Data listing ▸
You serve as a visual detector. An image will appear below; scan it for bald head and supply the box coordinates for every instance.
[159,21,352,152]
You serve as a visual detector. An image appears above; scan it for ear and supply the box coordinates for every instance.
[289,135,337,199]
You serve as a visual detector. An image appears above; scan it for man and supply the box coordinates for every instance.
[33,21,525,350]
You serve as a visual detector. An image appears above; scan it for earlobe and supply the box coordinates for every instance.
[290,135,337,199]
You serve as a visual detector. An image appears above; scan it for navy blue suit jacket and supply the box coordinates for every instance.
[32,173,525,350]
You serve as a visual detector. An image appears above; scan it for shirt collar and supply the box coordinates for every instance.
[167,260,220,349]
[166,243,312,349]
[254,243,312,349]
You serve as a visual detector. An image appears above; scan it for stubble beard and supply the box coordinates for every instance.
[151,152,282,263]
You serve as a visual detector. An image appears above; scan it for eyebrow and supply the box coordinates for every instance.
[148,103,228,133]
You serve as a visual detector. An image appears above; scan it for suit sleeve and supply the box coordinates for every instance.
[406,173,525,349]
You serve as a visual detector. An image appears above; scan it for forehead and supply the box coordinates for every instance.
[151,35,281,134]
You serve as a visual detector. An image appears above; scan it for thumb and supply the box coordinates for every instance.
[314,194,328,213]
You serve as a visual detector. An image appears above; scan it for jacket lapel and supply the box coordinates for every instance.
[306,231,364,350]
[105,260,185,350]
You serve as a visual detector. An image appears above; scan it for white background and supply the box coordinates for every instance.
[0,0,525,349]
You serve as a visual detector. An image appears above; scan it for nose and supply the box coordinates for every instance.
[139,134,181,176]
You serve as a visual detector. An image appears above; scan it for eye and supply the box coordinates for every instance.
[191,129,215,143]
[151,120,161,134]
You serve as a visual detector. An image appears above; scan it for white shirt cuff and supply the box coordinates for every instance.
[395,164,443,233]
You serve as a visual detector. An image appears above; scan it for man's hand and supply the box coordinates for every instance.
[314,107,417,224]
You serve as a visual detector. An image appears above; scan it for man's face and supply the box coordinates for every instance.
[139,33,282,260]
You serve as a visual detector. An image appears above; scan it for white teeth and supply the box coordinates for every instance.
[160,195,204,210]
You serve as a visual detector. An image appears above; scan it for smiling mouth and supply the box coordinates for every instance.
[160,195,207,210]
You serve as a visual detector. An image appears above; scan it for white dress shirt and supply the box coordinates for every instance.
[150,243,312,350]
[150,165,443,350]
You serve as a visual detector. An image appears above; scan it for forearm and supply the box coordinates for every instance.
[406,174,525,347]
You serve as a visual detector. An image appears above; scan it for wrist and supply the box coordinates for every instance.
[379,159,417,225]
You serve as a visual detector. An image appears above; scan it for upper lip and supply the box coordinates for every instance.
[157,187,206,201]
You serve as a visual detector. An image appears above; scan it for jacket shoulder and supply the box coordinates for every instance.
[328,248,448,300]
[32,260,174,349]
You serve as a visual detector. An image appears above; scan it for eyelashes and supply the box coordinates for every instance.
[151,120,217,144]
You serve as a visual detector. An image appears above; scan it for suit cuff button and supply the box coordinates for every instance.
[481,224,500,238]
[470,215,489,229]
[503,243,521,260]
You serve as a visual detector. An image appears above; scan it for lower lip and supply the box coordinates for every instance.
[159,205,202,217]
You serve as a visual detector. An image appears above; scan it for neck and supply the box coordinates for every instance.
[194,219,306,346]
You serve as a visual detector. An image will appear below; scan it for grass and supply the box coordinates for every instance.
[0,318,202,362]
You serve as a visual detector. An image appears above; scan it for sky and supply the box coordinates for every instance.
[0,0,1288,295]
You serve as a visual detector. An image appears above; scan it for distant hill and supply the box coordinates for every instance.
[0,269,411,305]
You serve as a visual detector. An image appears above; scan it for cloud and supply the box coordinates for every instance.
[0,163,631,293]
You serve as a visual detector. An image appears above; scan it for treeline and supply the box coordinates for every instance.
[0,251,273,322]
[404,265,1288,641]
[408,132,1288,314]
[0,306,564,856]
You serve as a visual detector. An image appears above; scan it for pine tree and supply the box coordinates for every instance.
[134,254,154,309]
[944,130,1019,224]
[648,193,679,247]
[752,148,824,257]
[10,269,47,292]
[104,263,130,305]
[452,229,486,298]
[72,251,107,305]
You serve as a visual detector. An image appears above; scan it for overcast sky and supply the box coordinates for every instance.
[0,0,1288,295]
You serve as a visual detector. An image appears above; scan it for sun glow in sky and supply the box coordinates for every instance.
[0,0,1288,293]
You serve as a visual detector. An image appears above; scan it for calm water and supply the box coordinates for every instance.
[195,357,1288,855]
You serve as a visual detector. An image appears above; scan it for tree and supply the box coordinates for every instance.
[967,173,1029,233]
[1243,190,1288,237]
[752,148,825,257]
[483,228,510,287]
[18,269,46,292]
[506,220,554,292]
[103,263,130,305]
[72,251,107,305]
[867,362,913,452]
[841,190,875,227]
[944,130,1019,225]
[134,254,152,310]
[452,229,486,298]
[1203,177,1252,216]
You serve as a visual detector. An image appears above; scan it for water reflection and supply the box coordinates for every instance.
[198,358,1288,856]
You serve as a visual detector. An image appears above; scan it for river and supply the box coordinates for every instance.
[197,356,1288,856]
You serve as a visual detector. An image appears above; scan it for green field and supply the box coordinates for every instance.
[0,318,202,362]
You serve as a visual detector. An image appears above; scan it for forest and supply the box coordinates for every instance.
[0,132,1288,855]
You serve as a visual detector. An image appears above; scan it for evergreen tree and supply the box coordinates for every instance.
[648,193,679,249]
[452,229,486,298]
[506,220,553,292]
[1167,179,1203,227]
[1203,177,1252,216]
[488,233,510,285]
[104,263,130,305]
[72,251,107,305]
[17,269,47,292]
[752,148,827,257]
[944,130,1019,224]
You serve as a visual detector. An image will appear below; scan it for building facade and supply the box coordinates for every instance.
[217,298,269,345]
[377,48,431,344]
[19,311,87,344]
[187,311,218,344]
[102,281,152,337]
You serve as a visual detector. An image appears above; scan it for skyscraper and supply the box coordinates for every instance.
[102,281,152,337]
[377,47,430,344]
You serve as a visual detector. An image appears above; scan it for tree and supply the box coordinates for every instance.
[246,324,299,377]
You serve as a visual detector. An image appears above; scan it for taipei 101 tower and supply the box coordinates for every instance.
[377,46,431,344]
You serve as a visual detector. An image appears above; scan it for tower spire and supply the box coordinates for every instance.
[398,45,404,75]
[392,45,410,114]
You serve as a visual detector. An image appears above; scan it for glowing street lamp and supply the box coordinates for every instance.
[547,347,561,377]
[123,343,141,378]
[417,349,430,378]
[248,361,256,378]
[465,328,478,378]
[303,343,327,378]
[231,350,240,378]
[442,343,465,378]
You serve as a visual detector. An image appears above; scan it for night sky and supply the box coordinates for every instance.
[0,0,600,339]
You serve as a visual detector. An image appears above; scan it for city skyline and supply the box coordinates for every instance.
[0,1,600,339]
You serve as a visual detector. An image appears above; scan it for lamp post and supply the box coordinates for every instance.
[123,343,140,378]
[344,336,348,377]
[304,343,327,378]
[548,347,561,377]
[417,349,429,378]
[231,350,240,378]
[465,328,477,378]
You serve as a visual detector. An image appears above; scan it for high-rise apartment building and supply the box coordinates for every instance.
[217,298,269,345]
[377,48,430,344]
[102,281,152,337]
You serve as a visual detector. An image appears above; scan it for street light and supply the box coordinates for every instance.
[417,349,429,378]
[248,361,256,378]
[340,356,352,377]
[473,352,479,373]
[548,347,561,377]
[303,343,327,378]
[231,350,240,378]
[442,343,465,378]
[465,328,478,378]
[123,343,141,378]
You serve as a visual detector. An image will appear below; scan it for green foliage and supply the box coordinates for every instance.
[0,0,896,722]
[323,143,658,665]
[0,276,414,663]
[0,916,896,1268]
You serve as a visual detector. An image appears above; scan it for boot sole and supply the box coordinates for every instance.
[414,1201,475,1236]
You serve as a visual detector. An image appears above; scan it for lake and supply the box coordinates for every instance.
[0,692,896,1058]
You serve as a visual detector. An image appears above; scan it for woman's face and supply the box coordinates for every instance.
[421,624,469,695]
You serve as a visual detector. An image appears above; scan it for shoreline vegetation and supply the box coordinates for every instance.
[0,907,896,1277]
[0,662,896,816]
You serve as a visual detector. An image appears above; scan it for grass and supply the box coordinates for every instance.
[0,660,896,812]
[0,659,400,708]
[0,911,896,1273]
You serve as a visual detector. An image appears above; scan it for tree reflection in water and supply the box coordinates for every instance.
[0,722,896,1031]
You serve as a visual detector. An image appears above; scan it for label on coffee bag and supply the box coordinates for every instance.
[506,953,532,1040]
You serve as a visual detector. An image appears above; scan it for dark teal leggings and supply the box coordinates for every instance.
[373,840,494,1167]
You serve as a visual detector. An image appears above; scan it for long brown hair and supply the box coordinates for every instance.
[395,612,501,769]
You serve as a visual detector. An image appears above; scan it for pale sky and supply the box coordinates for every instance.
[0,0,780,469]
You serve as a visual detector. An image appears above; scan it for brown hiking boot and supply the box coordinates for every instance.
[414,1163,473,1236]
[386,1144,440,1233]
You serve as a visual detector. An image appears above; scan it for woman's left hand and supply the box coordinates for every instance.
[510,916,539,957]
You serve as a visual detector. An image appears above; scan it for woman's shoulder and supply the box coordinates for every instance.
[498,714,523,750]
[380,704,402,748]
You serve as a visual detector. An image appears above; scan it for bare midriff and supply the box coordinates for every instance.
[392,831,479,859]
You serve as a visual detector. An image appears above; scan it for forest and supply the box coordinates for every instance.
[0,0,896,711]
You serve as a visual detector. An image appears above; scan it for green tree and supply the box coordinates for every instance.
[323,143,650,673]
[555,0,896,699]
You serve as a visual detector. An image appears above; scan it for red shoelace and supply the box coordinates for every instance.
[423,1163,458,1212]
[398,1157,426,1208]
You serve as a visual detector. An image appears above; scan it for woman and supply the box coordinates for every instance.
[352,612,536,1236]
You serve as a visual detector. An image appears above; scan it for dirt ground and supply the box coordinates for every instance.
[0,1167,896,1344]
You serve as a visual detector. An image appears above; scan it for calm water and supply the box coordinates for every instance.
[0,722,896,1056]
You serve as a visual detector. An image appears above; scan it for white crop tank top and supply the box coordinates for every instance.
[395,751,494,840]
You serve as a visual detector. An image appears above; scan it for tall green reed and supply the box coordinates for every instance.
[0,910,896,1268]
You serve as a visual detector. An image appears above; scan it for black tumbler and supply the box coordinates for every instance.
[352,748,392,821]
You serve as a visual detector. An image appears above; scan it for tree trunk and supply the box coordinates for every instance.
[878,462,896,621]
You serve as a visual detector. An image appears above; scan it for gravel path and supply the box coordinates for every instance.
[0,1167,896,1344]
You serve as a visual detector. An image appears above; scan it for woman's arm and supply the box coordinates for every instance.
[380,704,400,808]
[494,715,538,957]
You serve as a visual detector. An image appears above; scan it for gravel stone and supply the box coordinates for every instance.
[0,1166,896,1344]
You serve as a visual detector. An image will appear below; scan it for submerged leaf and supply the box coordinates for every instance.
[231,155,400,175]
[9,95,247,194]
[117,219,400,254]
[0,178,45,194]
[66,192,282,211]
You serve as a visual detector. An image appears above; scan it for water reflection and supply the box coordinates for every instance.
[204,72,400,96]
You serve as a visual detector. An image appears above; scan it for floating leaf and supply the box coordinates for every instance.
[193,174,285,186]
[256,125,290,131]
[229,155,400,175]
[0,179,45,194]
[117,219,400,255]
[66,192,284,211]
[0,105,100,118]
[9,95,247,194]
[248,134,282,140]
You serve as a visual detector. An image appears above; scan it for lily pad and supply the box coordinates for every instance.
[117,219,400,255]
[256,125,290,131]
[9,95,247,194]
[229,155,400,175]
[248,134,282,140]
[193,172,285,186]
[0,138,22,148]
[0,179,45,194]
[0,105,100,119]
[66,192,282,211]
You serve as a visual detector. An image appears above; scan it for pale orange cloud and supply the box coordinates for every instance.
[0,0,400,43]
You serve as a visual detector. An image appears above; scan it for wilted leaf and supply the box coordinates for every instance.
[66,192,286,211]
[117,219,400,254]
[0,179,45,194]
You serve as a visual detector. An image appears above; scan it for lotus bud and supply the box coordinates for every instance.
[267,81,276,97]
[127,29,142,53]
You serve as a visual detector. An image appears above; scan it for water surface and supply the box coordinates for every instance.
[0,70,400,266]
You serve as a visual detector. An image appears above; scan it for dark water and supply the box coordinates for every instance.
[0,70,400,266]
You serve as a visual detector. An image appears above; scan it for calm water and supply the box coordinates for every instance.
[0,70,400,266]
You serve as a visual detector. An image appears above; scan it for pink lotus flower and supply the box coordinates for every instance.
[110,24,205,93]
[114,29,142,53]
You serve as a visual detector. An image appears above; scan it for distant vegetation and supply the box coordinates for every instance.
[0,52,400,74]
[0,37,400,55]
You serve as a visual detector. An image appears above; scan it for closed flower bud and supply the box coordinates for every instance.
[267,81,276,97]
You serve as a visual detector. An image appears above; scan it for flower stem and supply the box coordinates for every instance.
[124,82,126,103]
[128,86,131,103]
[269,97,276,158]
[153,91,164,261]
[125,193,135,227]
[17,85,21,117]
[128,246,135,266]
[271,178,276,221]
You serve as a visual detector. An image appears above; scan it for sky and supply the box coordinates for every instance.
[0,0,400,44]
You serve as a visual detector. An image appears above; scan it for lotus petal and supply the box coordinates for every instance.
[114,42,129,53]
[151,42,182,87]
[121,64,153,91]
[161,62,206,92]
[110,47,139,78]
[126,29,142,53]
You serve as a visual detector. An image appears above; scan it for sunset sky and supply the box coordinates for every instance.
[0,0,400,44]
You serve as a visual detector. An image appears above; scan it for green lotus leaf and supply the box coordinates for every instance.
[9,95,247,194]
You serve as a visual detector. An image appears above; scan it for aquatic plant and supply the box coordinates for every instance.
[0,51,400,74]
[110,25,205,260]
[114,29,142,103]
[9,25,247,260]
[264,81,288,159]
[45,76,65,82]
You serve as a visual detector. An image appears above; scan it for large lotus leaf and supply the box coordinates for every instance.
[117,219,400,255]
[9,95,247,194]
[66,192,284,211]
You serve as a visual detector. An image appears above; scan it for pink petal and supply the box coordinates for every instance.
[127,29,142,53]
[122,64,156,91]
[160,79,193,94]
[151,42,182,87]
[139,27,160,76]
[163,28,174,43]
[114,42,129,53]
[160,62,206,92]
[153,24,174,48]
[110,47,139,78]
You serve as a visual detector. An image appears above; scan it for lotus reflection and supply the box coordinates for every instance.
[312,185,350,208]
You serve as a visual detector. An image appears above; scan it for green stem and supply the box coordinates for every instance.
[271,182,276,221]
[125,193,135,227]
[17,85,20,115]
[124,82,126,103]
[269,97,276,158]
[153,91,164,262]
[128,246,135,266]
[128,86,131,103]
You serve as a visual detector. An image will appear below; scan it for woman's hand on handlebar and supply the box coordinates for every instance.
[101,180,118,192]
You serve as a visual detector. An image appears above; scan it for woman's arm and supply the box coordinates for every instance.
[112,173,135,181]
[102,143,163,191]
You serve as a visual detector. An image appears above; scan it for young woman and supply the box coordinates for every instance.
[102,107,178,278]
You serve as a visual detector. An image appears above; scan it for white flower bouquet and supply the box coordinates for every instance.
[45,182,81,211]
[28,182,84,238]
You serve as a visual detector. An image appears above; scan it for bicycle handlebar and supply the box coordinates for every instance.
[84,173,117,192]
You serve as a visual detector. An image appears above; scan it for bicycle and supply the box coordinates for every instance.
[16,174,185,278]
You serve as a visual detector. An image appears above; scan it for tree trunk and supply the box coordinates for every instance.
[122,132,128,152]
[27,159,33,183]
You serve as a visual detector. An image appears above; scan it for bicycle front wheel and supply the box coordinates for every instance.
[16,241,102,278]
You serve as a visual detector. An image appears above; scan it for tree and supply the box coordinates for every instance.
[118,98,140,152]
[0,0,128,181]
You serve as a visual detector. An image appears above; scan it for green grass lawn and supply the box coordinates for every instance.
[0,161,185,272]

Instruction ▸
Arrange the listing as a Markdown table with two columns, Row and Text. Begin at the line containing "for white flower", include every line through the final line of the listing, number each line in Row, and skip blank lines.

Exercise solution ▸
| Row | Text |
|---|---|
| 1 | You serve as a visual detector. An image appears above; scan it for white flower bouquet and supply the box coordinates for every instance. |
| 2 | [45,182,81,211] |
| 3 | [28,182,84,238] |
| 4 | You serve as a visual detector. An image appears above; scan it for bicycle handlebar and supply the box coordinates for every instance. |
| 5 | [84,173,117,192] |
| 6 | You serve as a visual detector. An image appears above; scan it for bicycle and supply the box coordinates for every instance. |
| 7 | [16,174,185,278] |
| 8 | You serve as a visual detector. An image appears above; scan it for tree trunk and supply the box coordinates for every instance. |
| 9 | [122,132,128,152] |
| 10 | [27,159,33,183] |
| 11 | You serve as a visual detector. An image appears above; scan it for bicycle front wheel and supply the box coordinates for every instance. |
| 12 | [16,241,102,278] |
| 13 | You serve as a visual detector. An image appears above; scan it for tree and supply the box coordinates for every instance. |
| 14 | [118,98,140,152] |
| 15 | [0,0,128,181] |
| 16 | You serve as a visual detector. An image appears above; scan it for green grass lawn and supply the box coordinates for every instance. |
| 17 | [0,161,185,272] |